=== TÂCHES À RÉALISER ===
1. D'après l'extrait sur l'amiante chrysotile, quelle activité est interdite en Inde ?
2. Dans l'extrait sur l'amiante chrysotile, transformez en liste le paragraphe qui commence par « La Corée du Sud, l'Indonésie » en gardant ses faits principaux.
3. Dans l'extrait sur l'amiante chrysotile, recopiez le passage qui commence aux mots « La Corée du » et s'arrête après « les produits dangereux. ».

=== EXTRAIT DU DOCUMENT ===

------------------------

C’est une des variétés d’amiante, et la seule qui, jusqu’ici, n’a pas été unanimement classée comme matière dangereuse.

C’est une substance cancérigène: cela, personne, même le gouvernement canadien, ne le met en doute. En suspension dans l’air, les fibres peuvent venir se loger dans les poumons et causer una maladie pulmonaire potentiellement mortelle, appelée l’amiantose.

Mais le tabac aussi est une substance cancérigène, qui n’est pas pour autant interdite à l’exportation. Tout est une question de dosage, et c’est là-dessus que table l’industrie du chrysotile, qui prétend qu’il est possible de l’utiliser de façon sécuritaire.

Qu’est-ce que la Convention de Rotterdam?

C’est un traité qui oblige le pays qui exporte l’une des 39 matières définies comme dangereuses à prévenir les pays qui en importent —on suppose donc que les gouvernements des pays importateurs ne lisent pas les journaux. Toutefois, le traité n’interdit pas l’exportation des produits en question.

La Corée du Sud, l’Indonésie, la Thaïlande et surtout, l’Inde sont parmi les pays qui importent de l’amiante canadienne (33 millions$ rien qu’en Inde). L’extraction d’amiante est interdite en Inde. Par contre, c’est un des pays qui appuie le Canada dans sa volonté de ne pas classer l’amiante chrysotile parmi les produits dangereux.

Que dit cette étude que le gouvernement canadien n’a pas rendue publique?

On l’ignore. C’est la grosse inconnue des reportages des deux dernières semaines. Bien que tous les médias québécois aient parlé de la controverse causée par l’éditorial du Journal de l’association médicale canadienne, cette controverse fournit très peu d’éléments nouveaux à se mettre sous la dent.

------------------------

=== DONNÉES FOURNIES ===
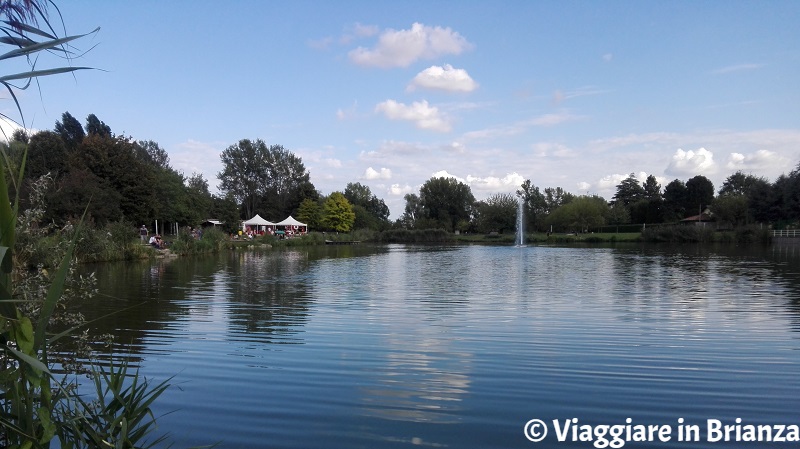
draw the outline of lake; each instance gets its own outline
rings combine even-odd
[[[797,444],[709,442],[708,421],[800,425],[797,245],[357,245],[95,269],[80,308],[123,310],[91,332],[174,376],[156,411],[176,447],[590,448],[602,425],[628,425],[629,448]],[[670,439],[635,441],[637,425]]]

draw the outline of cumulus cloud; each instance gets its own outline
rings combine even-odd
[[[464,69],[453,68],[450,64],[430,66],[419,72],[406,88],[411,92],[417,88],[444,90],[448,92],[472,92],[478,83]]]
[[[431,175],[431,178],[453,178],[453,179],[455,179],[455,180],[456,180],[456,181],[458,181],[458,182],[463,182],[464,184],[466,184],[466,183],[467,183],[467,180],[466,180],[466,179],[464,179],[464,178],[459,178],[459,177],[458,177],[458,176],[456,176],[456,175],[451,175],[450,173],[447,173],[447,170],[439,170],[439,171],[437,171],[437,172],[433,173],[433,174]]]
[[[714,155],[705,148],[696,151],[683,151],[678,148],[672,155],[669,166],[664,170],[671,176],[705,175],[715,171]]]
[[[525,177],[519,173],[508,173],[502,178],[496,176],[472,176],[467,175],[466,183],[475,190],[488,192],[513,192],[525,182]]]
[[[725,167],[729,170],[761,170],[785,165],[786,158],[769,150],[758,150],[752,154],[731,153]]]
[[[375,112],[381,112],[389,120],[406,120],[414,122],[417,128],[431,131],[448,132],[450,123],[435,106],[427,101],[415,101],[410,105],[394,100],[386,100],[375,106]]]
[[[564,144],[557,142],[539,142],[531,145],[531,149],[536,156],[552,158],[568,158],[575,156],[575,151]]]
[[[381,168],[381,170],[378,171],[372,167],[367,167],[367,169],[364,171],[364,179],[392,179],[392,171],[388,168]]]
[[[414,23],[409,30],[387,29],[373,48],[358,47],[348,55],[358,65],[408,67],[420,59],[458,55],[470,48],[472,44],[450,28]]]
[[[419,189],[415,189],[410,185],[400,185],[400,184],[392,184],[389,186],[389,195],[393,196],[405,196],[407,193],[417,193]]]
[[[217,173],[222,170],[219,155],[227,145],[222,142],[199,142],[187,140],[167,149],[170,164],[184,173],[200,173],[208,181],[212,193],[217,189]]]

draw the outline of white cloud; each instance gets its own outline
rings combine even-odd
[[[400,185],[400,184],[392,184],[389,186],[389,195],[393,196],[405,196],[407,193],[417,193],[419,192],[419,188],[411,187],[410,185]],[[399,214],[398,214],[399,215]]]
[[[455,180],[456,180],[456,181],[458,181],[458,182],[463,182],[464,184],[466,184],[466,183],[467,183],[467,180],[466,180],[466,179],[464,179],[464,178],[459,178],[459,177],[458,177],[458,176],[456,176],[456,175],[451,175],[450,173],[447,173],[447,170],[439,170],[439,171],[437,171],[437,172],[433,173],[433,174],[431,175],[431,178],[453,178],[453,179],[455,179]]]
[[[564,144],[557,142],[539,142],[531,145],[531,149],[536,156],[552,158],[574,157],[575,151]]]
[[[500,125],[492,128],[470,131],[463,135],[464,140],[485,140],[509,137],[521,134],[531,127],[550,127],[561,123],[579,120],[583,117],[563,111],[553,114],[544,114],[528,120],[519,121],[510,125]]]
[[[364,171],[363,178],[368,180],[392,179],[392,171],[388,168],[381,168],[380,171],[377,171],[372,167],[367,167],[367,169]]]
[[[458,55],[470,48],[472,44],[450,28],[414,23],[410,30],[385,30],[375,47],[358,47],[349,57],[358,65],[408,67],[420,59]]]
[[[624,179],[627,179],[630,174],[627,175],[620,175],[618,173],[614,173],[613,175],[606,175],[600,178],[597,181],[597,188],[598,190],[609,190],[614,189],[621,183]]]
[[[502,178],[496,176],[478,177],[467,175],[466,184],[478,191],[483,192],[514,192],[525,182],[525,177],[514,172],[508,173]]]
[[[448,92],[472,92],[478,83],[464,69],[455,69],[450,64],[430,66],[419,72],[406,88],[411,92],[417,88],[444,90]]]
[[[672,161],[664,172],[672,176],[695,176],[714,173],[716,168],[714,155],[705,148],[696,151],[683,151],[679,148],[675,150]]]
[[[763,170],[765,168],[780,168],[788,160],[769,150],[758,150],[752,154],[731,153],[725,167],[728,170]]]
[[[199,142],[187,140],[167,149],[170,165],[184,174],[200,173],[208,181],[209,190],[215,193],[219,180],[217,173],[222,170],[219,155],[227,145],[222,142]]]
[[[431,131],[448,132],[450,123],[442,116],[439,109],[428,105],[428,102],[415,101],[411,105],[386,100],[375,106],[375,112],[382,112],[390,120],[406,120],[414,122],[417,128]]]

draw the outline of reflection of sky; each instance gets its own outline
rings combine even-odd
[[[235,253],[175,285],[146,364],[180,373],[162,424],[191,433],[179,445],[518,447],[534,417],[785,422],[800,406],[796,258],[389,248]]]

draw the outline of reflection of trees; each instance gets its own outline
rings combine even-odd
[[[624,307],[626,320],[672,319],[691,326],[708,319],[711,301],[713,310],[730,320],[780,313],[777,306],[787,301],[800,323],[800,249],[794,248],[647,245],[617,250],[613,282],[620,290],[614,302]]]
[[[309,259],[298,251],[241,252],[231,256],[228,326],[260,341],[298,332],[311,303]]]
[[[210,276],[214,265],[213,259],[193,258],[88,266],[99,293],[78,307],[90,321],[94,340],[113,335],[114,351],[133,356],[141,352],[148,334],[169,328],[186,314],[182,301],[187,290],[180,286]]]

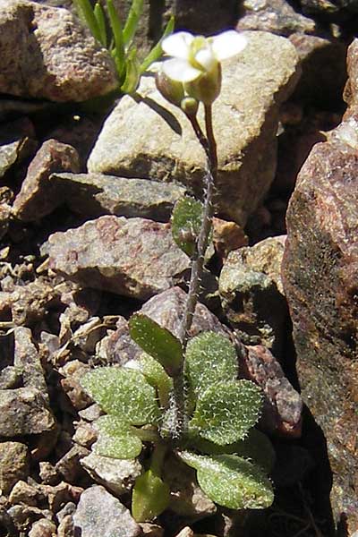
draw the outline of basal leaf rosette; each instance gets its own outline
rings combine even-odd
[[[98,367],[87,373],[81,384],[102,410],[126,423],[144,425],[160,420],[156,389],[139,371]]]
[[[231,444],[256,424],[261,405],[261,390],[250,380],[216,382],[199,395],[189,427],[215,444]]]
[[[263,509],[274,500],[268,478],[251,462],[235,455],[203,456],[181,451],[179,457],[197,470],[198,482],[210,499],[231,509]]]

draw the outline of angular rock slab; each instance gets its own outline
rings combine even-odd
[[[181,281],[190,266],[170,225],[146,218],[101,217],[55,233],[41,252],[53,270],[86,287],[144,300]]]
[[[129,510],[104,487],[95,485],[82,492],[73,515],[75,534],[81,537],[139,537],[141,526]]]
[[[0,92],[82,101],[116,88],[114,62],[65,9],[0,0]]]
[[[287,213],[283,261],[303,401],[322,429],[331,503],[358,530],[358,112],[316,144]]]
[[[241,55],[223,64],[213,105],[218,151],[218,212],[244,225],[265,197],[276,169],[279,105],[298,78],[294,47],[285,38],[247,32]],[[200,107],[199,121],[203,124]],[[107,119],[88,161],[90,172],[176,180],[201,195],[205,157],[185,115],[143,77]]]

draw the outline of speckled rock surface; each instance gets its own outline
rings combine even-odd
[[[52,234],[42,252],[70,279],[141,299],[175,285],[189,268],[170,225],[145,218],[101,217]]]
[[[73,212],[88,217],[116,215],[165,222],[185,193],[180,184],[103,174],[53,174],[50,183]]]
[[[80,171],[76,149],[56,140],[47,140],[29,166],[21,189],[13,202],[14,215],[29,222],[49,214],[61,202],[61,198],[48,178],[55,172],[64,171]]]
[[[82,101],[115,89],[114,63],[66,9],[0,2],[0,91]]]
[[[287,213],[284,286],[302,396],[322,429],[336,521],[358,530],[358,114],[314,146]]]
[[[73,522],[81,537],[139,537],[141,533],[129,510],[99,485],[81,494]]]
[[[280,277],[285,237],[268,238],[229,253],[219,277],[223,310],[247,345],[262,344],[280,356],[287,308]]]
[[[239,224],[272,182],[279,105],[298,77],[296,53],[286,38],[265,32],[247,36],[243,54],[223,64],[222,91],[213,105],[218,213]],[[106,120],[89,171],[175,180],[200,195],[205,157],[190,123],[158,93],[152,77],[142,78],[138,94],[135,99],[124,97]]]

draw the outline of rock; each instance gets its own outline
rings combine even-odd
[[[47,140],[29,166],[21,190],[13,203],[14,215],[21,220],[30,222],[51,213],[61,203],[61,197],[48,177],[64,171],[80,171],[76,149],[56,140]]]
[[[313,33],[316,23],[294,11],[286,0],[244,0],[236,30],[260,30],[279,36]]]
[[[345,84],[344,98],[349,106],[358,104],[358,38],[352,41],[347,51],[348,80]]]
[[[8,494],[19,480],[30,473],[30,453],[20,442],[0,442],[0,489]]]
[[[53,537],[56,529],[55,524],[51,520],[41,518],[34,522],[29,533],[29,537]]]
[[[217,512],[215,503],[198,485],[192,468],[171,456],[165,463],[163,475],[170,489],[168,508],[176,515],[193,521]]]
[[[41,277],[24,286],[12,285],[8,291],[0,292],[0,314],[10,311],[17,326],[31,326],[42,320],[55,296],[53,286]]]
[[[289,39],[302,68],[292,98],[328,110],[340,107],[346,81],[346,45],[333,38],[303,33],[294,33]]]
[[[0,129],[0,177],[3,177],[14,164],[31,157],[36,148],[35,130],[29,119],[17,119],[3,124]]]
[[[170,225],[144,218],[101,217],[50,235],[41,252],[72,280],[141,300],[183,281],[189,268]]]
[[[83,101],[116,88],[109,54],[65,9],[1,0],[0,36],[3,93]]]
[[[265,32],[247,36],[243,55],[223,64],[221,96],[213,107],[218,212],[240,225],[274,177],[277,112],[298,76],[287,40]],[[158,93],[152,77],[142,78],[138,94],[135,100],[124,97],[106,120],[89,171],[178,181],[201,195],[205,156],[187,118]],[[201,110],[198,117],[202,123]]]
[[[38,350],[32,341],[30,328],[18,327],[13,330],[14,358],[13,365],[21,371],[23,386],[34,388],[41,392],[49,405],[47,385]]]
[[[0,435],[39,434],[55,427],[41,392],[35,388],[0,390]]]
[[[157,222],[169,220],[174,204],[186,192],[179,184],[101,174],[54,174],[50,183],[75,213],[141,217]]]
[[[24,481],[18,481],[9,496],[9,501],[13,505],[24,504],[38,507],[43,500],[44,495],[36,487]]]
[[[358,111],[318,143],[287,212],[283,261],[302,396],[327,441],[331,504],[358,529]],[[322,479],[324,479],[322,469]]]
[[[81,465],[81,459],[87,456],[90,451],[81,446],[74,444],[57,461],[55,469],[64,479],[70,483],[78,483],[82,478],[86,478],[86,473]]]
[[[130,492],[142,472],[142,466],[136,459],[115,459],[93,452],[83,457],[81,464],[96,482],[115,496]]]
[[[280,278],[285,240],[266,239],[231,251],[219,277],[223,310],[239,338],[280,356],[287,307]]]
[[[81,494],[73,522],[81,537],[139,537],[141,533],[129,510],[99,485]]]
[[[278,362],[262,345],[247,346],[241,372],[256,382],[265,394],[260,428],[268,434],[298,438],[302,432],[303,400],[294,389]]]

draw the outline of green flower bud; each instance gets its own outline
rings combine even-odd
[[[184,88],[182,82],[173,81],[163,71],[156,74],[157,89],[169,103],[180,107],[184,98]]]
[[[219,96],[221,90],[221,65],[217,62],[209,72],[203,72],[199,78],[185,82],[188,95],[204,105],[211,105]]]

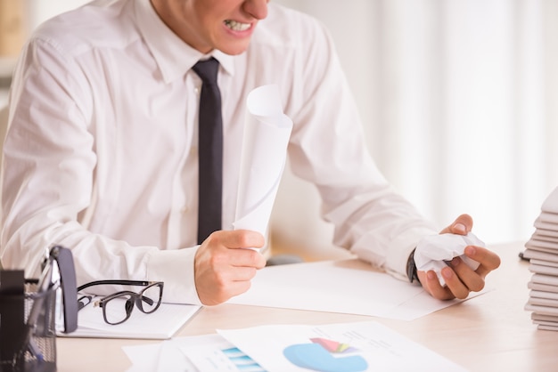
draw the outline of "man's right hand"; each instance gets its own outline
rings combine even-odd
[[[216,305],[246,292],[256,271],[266,266],[257,249],[264,237],[247,230],[215,231],[200,246],[194,260],[198,297],[205,305]]]

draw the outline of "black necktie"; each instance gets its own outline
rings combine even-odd
[[[221,93],[217,85],[219,62],[210,58],[193,69],[203,85],[200,94],[198,244],[221,230],[223,179],[223,118]]]

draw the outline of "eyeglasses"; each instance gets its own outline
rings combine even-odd
[[[109,324],[124,323],[130,318],[134,303],[145,314],[154,312],[160,305],[163,297],[162,281],[142,280],[97,280],[84,284],[78,287],[78,292],[93,286],[102,285],[144,286],[142,291],[120,291],[95,301],[94,306],[103,308],[103,317]],[[78,299],[78,310],[83,309],[91,303],[93,296],[82,295]]]

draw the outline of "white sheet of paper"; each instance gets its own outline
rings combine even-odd
[[[472,270],[477,270],[479,263],[464,255],[467,246],[485,247],[482,240],[472,232],[467,235],[438,234],[423,238],[414,250],[416,270],[436,272],[440,284],[445,285],[441,270],[447,266],[446,261],[460,257]]]
[[[465,370],[374,321],[217,332],[269,372]]]
[[[283,113],[279,88],[263,85],[251,91],[241,158],[234,230],[267,234],[281,176],[292,120]]]
[[[478,294],[472,294],[472,298]],[[358,260],[268,266],[229,303],[412,320],[459,303],[440,301]]]
[[[558,214],[558,187],[556,187],[545,199],[541,210]]]

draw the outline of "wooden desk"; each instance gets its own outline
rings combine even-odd
[[[413,321],[223,304],[202,309],[177,336],[264,324],[323,324],[377,320],[472,371],[551,371],[558,368],[558,332],[537,330],[523,310],[531,272],[518,258],[522,243],[491,247],[502,258],[488,277],[495,290]],[[123,345],[149,340],[59,338],[58,370],[123,371],[130,362]]]

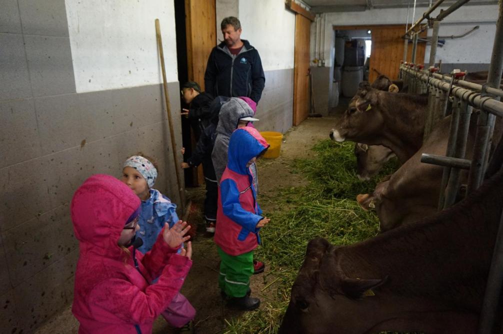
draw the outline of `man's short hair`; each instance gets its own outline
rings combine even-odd
[[[229,16],[222,20],[220,24],[220,29],[222,30],[227,28],[227,26],[230,25],[234,27],[234,30],[237,31],[238,29],[241,29],[241,22],[237,18],[233,16]]]
[[[194,90],[198,93],[201,92],[201,86],[199,84],[194,81],[187,81],[182,86],[182,90],[189,88],[193,88]]]

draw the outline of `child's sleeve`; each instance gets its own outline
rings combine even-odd
[[[192,261],[174,255],[162,270],[159,280],[144,291],[127,278],[110,278],[94,287],[88,302],[97,317],[120,318],[132,324],[151,322],[171,303],[184,283]]]
[[[236,183],[226,179],[220,183],[222,208],[224,214],[250,232],[256,232],[259,221],[264,217],[246,211],[239,203],[239,192]]]

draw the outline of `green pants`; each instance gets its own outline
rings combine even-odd
[[[218,286],[229,297],[244,297],[253,275],[253,251],[232,256],[217,246],[220,262]]]

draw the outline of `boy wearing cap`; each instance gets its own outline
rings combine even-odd
[[[251,122],[259,121],[258,119],[253,117],[256,110],[257,103],[246,96],[231,97],[222,105],[218,116],[216,139],[213,152],[211,154],[219,184],[227,164],[229,139],[236,129],[245,126],[253,127]],[[254,187],[256,192],[258,193],[259,179],[255,163],[252,163],[249,168],[253,178]],[[265,268],[265,265],[262,261],[254,260],[253,265],[254,274],[260,274]]]
[[[269,148],[257,129],[237,129],[229,141],[228,162],[218,193],[218,224],[215,243],[220,257],[218,285],[230,307],[250,310],[260,300],[249,296],[255,266],[253,251],[261,243],[259,232],[269,222],[262,215],[249,166]]]
[[[182,86],[181,93],[184,100],[190,106],[189,109],[182,109],[181,115],[189,118],[196,140],[198,140],[204,128],[210,124],[210,106],[213,97],[206,92],[202,92],[199,84],[194,81],[186,82]]]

------------------------

=== RÉPONSES AUX TÂCHES ===
1. L'extraction d'amiante.

2.
- Pays qui importent de l'amiante canadienne : Corée du Sud, Indonésie, Thaïlande et surtout Inde (33 millions $ pour l'Inde seule).
- L'extraction d'amiante est interdite en Inde.
- L'Inde appuie pourtant le Canada dans sa volonté de ne pas classer l'amiante chrysotile parmi les produits dangereux.

3.
La Corée du Sud, l’Indonésie, la Thaïlande et surtout, l’Inde sont parmi les pays qui importent de l’amiante canadienne (33 millions$ rien qu’en Inde). L’extraction d’amiante est interdite en Inde. Par contre, c’est un des pays qui appuie le Canada dans sa volonté de ne pas classer l’amiante chrysotile parmi les produits dangereux.